• [What you should do]
Reproduce every line in the stretch from the line containing "Could you please annotate the coastline" through the end of the items, adding 16 to each x and y coordinate.

• [Given records]
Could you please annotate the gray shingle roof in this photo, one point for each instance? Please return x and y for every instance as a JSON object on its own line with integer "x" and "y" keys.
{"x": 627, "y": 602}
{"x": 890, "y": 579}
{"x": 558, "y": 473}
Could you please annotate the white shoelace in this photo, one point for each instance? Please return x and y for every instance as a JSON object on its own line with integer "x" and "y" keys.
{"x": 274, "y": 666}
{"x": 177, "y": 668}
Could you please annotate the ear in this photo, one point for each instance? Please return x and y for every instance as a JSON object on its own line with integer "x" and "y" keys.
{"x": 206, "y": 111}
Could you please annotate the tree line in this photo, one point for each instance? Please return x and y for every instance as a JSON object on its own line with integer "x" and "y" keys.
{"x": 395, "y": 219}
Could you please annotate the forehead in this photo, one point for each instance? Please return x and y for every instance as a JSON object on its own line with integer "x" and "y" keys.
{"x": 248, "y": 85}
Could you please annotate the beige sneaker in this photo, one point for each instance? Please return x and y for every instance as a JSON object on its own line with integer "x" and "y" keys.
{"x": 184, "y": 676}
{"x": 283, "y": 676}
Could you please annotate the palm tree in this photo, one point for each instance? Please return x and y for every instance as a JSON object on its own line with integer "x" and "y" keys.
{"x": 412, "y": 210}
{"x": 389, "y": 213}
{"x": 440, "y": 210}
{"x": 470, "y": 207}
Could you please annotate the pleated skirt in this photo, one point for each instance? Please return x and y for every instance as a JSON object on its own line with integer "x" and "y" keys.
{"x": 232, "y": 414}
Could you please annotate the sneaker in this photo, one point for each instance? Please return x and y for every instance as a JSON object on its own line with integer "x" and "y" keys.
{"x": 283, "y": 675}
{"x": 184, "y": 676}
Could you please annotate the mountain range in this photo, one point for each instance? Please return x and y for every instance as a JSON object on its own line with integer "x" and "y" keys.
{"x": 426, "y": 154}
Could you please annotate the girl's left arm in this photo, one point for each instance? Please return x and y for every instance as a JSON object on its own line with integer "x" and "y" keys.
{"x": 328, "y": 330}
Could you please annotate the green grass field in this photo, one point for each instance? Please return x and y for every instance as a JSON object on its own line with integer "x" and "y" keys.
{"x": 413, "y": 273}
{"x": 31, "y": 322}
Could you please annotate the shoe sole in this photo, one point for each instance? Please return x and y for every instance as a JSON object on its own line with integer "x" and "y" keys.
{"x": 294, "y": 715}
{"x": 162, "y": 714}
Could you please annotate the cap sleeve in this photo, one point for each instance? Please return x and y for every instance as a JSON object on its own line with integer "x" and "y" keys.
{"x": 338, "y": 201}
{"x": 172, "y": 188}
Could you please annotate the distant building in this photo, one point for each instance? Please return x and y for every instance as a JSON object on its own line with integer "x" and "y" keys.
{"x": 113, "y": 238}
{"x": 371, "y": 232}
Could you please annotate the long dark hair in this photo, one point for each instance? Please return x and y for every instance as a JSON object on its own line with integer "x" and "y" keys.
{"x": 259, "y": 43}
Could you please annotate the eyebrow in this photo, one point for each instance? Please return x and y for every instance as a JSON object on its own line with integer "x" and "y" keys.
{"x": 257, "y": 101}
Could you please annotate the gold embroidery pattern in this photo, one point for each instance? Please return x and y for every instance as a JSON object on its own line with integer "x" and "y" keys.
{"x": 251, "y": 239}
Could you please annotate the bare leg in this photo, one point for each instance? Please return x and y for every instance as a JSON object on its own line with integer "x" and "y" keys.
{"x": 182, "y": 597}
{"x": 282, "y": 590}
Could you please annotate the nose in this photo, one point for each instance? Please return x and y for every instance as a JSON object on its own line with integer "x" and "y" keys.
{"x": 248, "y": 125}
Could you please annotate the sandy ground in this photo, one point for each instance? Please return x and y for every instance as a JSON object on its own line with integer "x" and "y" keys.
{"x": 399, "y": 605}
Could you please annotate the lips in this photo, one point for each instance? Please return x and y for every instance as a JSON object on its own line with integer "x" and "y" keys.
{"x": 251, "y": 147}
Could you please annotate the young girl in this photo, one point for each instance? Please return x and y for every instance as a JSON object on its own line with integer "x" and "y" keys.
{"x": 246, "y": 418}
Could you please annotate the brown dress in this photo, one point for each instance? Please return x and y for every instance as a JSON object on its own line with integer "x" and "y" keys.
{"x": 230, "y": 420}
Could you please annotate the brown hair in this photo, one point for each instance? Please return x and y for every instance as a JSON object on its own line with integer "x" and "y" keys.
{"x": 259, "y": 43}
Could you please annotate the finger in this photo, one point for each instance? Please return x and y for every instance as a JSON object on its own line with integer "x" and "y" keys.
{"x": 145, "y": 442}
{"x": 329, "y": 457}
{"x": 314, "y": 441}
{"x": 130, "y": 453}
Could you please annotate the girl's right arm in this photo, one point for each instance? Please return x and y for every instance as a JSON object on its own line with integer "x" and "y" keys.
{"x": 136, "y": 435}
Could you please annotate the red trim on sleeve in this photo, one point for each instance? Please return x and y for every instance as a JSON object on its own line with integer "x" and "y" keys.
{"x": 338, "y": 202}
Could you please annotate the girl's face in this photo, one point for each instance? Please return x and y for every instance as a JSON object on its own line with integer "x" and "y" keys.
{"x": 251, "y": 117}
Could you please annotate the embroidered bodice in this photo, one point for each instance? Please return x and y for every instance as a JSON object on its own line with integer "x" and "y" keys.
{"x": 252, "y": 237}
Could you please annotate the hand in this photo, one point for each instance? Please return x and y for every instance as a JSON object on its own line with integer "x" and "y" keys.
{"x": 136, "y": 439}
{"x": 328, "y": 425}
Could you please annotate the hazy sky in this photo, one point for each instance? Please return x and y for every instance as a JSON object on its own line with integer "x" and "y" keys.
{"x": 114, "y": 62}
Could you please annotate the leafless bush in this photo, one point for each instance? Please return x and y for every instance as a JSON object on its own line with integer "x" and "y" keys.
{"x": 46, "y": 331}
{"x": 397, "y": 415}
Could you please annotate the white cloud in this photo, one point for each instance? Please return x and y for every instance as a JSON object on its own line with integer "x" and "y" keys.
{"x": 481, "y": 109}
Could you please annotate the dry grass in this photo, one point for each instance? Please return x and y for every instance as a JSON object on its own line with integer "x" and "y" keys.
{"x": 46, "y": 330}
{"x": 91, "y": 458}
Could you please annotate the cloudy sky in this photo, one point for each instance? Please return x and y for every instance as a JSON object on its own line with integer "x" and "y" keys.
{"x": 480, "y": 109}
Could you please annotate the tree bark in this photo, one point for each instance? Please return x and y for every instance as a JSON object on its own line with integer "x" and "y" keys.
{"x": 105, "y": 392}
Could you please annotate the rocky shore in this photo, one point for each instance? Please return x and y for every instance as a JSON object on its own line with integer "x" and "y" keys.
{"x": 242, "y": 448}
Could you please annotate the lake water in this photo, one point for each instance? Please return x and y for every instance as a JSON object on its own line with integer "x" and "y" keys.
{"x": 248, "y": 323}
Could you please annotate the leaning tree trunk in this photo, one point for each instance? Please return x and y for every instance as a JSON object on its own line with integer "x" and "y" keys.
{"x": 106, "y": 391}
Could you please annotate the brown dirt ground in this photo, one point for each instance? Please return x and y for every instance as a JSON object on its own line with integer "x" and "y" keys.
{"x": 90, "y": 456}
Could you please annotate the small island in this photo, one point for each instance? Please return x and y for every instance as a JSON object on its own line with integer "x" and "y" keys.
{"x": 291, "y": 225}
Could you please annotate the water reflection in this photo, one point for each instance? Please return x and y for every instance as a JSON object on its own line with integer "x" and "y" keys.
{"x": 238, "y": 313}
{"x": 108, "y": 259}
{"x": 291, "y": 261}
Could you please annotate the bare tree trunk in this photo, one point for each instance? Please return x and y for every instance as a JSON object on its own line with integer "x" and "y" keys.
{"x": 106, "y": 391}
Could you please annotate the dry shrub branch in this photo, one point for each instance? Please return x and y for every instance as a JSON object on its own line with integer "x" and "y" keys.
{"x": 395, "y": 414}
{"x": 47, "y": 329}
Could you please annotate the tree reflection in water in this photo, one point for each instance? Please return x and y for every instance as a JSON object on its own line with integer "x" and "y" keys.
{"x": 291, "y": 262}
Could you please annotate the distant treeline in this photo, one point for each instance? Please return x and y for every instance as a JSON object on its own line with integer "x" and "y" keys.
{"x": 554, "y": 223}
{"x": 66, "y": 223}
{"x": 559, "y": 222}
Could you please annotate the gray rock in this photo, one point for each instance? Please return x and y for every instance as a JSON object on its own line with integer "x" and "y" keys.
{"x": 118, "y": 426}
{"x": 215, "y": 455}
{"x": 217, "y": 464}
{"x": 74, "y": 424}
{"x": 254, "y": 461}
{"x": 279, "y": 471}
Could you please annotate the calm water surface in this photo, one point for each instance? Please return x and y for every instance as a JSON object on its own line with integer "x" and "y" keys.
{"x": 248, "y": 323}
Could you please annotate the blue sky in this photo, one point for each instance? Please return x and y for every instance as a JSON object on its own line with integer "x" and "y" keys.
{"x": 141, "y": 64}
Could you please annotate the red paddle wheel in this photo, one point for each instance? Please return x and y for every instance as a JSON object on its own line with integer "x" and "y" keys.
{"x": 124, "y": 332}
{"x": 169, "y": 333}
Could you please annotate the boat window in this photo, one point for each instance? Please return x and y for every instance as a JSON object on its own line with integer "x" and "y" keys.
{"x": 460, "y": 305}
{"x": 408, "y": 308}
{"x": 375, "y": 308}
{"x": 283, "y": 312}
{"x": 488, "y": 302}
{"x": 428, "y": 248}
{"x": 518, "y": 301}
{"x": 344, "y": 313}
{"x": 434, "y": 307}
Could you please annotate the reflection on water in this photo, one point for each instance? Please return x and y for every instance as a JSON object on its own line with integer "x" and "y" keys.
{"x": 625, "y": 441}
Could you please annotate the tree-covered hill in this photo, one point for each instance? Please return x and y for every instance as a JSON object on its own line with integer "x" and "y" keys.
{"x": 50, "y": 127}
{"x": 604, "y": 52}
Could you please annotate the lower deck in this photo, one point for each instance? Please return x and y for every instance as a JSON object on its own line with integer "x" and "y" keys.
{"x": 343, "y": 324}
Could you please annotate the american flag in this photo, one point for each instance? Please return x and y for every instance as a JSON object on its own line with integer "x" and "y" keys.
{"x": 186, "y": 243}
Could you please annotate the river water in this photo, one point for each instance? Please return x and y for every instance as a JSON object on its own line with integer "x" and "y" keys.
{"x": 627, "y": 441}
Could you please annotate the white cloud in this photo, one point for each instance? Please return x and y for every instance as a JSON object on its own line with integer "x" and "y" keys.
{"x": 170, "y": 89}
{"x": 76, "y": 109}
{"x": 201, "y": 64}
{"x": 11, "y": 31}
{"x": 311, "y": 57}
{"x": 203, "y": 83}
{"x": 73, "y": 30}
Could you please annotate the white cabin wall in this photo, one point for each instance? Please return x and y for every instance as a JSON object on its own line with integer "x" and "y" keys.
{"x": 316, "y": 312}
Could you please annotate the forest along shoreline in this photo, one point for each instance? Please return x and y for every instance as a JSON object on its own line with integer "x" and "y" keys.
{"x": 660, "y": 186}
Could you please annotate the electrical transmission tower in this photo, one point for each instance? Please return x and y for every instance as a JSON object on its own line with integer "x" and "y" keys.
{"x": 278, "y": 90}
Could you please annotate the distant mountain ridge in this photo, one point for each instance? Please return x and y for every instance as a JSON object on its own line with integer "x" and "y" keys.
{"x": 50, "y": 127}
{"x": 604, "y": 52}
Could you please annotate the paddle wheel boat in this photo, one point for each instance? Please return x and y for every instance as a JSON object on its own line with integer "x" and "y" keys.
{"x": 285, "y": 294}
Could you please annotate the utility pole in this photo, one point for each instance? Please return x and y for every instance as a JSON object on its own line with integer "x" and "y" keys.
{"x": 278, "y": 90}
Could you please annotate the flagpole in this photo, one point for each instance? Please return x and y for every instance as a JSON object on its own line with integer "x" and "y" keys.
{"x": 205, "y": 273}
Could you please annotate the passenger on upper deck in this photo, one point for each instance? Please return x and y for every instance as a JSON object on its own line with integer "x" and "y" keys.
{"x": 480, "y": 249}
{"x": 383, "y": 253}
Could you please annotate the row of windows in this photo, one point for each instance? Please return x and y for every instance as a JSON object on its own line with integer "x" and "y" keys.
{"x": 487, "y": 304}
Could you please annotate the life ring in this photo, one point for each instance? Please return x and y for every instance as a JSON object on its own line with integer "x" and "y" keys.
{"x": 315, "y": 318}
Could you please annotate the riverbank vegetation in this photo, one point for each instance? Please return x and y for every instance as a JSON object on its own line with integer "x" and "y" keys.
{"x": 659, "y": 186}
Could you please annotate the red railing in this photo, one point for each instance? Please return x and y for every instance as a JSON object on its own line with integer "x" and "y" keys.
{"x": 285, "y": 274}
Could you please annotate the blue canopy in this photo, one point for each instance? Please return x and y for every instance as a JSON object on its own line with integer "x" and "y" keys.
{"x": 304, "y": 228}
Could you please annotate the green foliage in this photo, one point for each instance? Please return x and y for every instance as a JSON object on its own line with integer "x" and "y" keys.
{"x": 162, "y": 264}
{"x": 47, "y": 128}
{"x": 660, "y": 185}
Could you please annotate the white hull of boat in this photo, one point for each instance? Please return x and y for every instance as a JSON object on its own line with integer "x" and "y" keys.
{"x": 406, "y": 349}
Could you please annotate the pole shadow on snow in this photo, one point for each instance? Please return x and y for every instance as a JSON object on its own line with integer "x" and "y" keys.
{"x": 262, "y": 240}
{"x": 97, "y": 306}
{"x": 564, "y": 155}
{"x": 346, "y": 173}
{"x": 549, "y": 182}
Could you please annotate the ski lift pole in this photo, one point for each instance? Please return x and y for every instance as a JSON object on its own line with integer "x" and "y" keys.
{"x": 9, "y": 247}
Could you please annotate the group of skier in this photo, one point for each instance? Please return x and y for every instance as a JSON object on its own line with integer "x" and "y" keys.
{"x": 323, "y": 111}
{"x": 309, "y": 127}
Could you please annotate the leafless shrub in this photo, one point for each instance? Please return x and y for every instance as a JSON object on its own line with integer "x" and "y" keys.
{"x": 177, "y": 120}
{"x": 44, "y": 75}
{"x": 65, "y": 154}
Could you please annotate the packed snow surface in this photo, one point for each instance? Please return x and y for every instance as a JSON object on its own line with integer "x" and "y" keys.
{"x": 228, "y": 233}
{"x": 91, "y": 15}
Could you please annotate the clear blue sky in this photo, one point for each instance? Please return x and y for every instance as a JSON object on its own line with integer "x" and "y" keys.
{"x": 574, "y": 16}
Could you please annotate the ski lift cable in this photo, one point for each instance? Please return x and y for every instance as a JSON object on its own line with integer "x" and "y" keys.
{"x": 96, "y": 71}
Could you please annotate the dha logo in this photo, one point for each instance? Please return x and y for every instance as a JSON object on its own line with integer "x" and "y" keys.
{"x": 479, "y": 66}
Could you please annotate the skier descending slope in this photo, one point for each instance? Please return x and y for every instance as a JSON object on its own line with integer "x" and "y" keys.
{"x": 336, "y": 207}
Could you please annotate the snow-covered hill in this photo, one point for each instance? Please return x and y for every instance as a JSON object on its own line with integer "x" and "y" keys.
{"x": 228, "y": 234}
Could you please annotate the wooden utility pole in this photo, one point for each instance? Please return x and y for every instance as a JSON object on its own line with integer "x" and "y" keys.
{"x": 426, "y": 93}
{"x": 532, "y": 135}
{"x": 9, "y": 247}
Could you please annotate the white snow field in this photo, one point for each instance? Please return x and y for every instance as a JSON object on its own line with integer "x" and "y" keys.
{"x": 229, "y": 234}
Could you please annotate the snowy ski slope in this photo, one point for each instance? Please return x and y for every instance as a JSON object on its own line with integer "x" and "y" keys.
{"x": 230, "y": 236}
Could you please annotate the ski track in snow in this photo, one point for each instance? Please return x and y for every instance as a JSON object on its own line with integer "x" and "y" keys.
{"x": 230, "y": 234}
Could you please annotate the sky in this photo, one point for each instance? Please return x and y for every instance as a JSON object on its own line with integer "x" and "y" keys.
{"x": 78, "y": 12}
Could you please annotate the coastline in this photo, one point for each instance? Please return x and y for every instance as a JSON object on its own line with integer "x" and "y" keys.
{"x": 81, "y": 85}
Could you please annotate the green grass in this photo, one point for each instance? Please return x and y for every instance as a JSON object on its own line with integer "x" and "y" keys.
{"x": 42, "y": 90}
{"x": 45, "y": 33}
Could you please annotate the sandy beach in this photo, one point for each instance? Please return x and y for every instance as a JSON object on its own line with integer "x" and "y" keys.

• [Correct response]
Could you please annotate the coastline in this photo, one point for each instance? Please return x and y for every instance as a JSON object on its own line with integer "x" and "y" keys.
{"x": 97, "y": 101}
Could you please annotate the green grass in this photo, one point for each instance? Please return x and y for every instance as a JSON object on its own line with integer "x" and "y" keys.
{"x": 58, "y": 106}
{"x": 61, "y": 49}
Could you please annotate the sandy beach in this photo, one point for each instance? Please return x and y for every instance as a JSON object on its own line with integer "x" and "y" keys.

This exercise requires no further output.